提示文:
人の死を悲しみすぎると病気になる?和田秀樹氏が警鐘、高齢夫婦が立て続けに亡くなる理由写真はイメージです Photo:PIXTA

家族や友人など、大切な誰かが亡くなったあとにいつまでも悲しんでしまう人も多いだろう。だが、これまで6000人を看取ってきた高齢者専門の精神科医・和田秀樹氏によれば、「悲しみを引きずるのはバカであり、病気のリスクにもつながる」という。正しい死との向き合い方とは――。※本稿は、和田秀樹『死ぬのはこわくない――それまでひとりを楽しむ本』(興陽館)の一部を抜粋・編集したものです。

いつまでも人の死を
悲しむ必要がない理由

 長く生きれば、それだけまわりの人が亡くなっていきます。多くの死を見送ります。自分が死ぬことを想像するのと同じように、夫や妻、親、子供といった家族の誰か、友人、ペットなど、身近な関係の誰かを死という現象で亡くしてしまうことは、耐えがたい悲しみをもたらします。

 これまでずっと隣にいた場所にぽっかりと穴があく。その状況に慣れず、動揺するのはよく分かります。そうなのですけれども、そんなことに怯まないでください。くじけないでください。ましてや、いつまでも悲嘆に暮れて、泣き続けるなどということは、バカのすることです。即刻やめてください。その悲しみの理由の1つは、脳内のセロトニンが減少しただけです。

 隣に人がいないからまったく眠れない。食欲が全然わかない。そんな状態なら、それはもう、普通に考えてうつ病なので、我慢しないで、病院にかかるべきです。早めの診断が肝心です。ヘボな医者に当たらない限り、対象喪失型のうつ病は治ります。

 一般的に、喪失体験のショックは、数カ月から1年ほどで収まるとされています。いつまでも「あの人がいれば」「あの人がいてくれたら」と考えてしまうのは、ないものねだりに他なりません。

提示資料:
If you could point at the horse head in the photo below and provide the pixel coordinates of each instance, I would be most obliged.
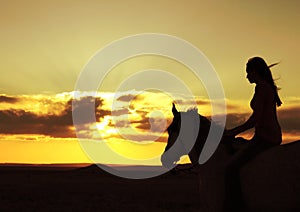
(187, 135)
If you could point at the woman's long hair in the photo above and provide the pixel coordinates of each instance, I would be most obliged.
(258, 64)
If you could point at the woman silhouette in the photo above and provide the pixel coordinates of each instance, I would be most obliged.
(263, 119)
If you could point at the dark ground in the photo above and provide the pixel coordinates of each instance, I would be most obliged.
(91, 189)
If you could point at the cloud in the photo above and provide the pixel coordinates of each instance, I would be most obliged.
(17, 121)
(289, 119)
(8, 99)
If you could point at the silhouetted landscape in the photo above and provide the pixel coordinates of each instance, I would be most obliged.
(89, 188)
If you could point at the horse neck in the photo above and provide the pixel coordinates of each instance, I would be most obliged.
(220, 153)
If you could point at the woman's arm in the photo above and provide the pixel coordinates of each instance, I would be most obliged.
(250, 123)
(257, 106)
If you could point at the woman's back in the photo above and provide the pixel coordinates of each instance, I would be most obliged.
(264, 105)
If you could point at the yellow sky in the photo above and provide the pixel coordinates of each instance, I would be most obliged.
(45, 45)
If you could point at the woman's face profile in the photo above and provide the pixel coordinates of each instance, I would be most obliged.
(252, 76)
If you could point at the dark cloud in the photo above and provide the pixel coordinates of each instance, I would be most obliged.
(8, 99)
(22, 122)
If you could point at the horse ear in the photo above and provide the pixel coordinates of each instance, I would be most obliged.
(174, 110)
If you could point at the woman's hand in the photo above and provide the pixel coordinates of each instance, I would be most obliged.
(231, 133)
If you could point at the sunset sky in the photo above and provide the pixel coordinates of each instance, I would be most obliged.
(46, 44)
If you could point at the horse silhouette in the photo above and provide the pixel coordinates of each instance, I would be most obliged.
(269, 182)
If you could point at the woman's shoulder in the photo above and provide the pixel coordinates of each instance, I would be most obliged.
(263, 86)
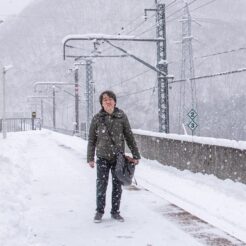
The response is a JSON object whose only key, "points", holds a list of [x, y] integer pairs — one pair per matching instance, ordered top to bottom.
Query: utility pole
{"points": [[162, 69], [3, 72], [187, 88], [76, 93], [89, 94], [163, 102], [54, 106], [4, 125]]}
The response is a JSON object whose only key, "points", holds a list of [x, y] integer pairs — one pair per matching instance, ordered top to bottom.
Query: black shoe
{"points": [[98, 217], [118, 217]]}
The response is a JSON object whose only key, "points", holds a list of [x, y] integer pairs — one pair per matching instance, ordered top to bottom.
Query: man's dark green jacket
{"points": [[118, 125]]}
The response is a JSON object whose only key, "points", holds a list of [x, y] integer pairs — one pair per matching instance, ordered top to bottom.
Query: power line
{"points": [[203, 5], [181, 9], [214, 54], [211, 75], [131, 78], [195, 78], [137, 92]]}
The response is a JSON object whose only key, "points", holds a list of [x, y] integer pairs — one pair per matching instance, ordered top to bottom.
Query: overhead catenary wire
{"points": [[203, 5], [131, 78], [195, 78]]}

設問内容:
次の記述1.〜3.が提示文の内容と一致するかを判定せよ。各記述について「はい」か「いいえ」で答え、判断の根拠となる提示文の語句を原文どおり引用すること。
1. 喪失体験のショックは、一般に数カ月から1年ほどで収まるとされている。
2. 対象喪失型のうつ病は治らないと述べられている。
3. 和田秀樹氏はこれまで600人を看取ってきたとされている。

解答結果:
1. はい。「一般的に、喪失体験のショックは、数カ月から1年ほどで収まるとされています。」
2. いいえ。「ヘボな医者に当たらない限り、対象喪失型のうつ病は治ります。」
3. いいえ。「これまで6000人を看取ってきた」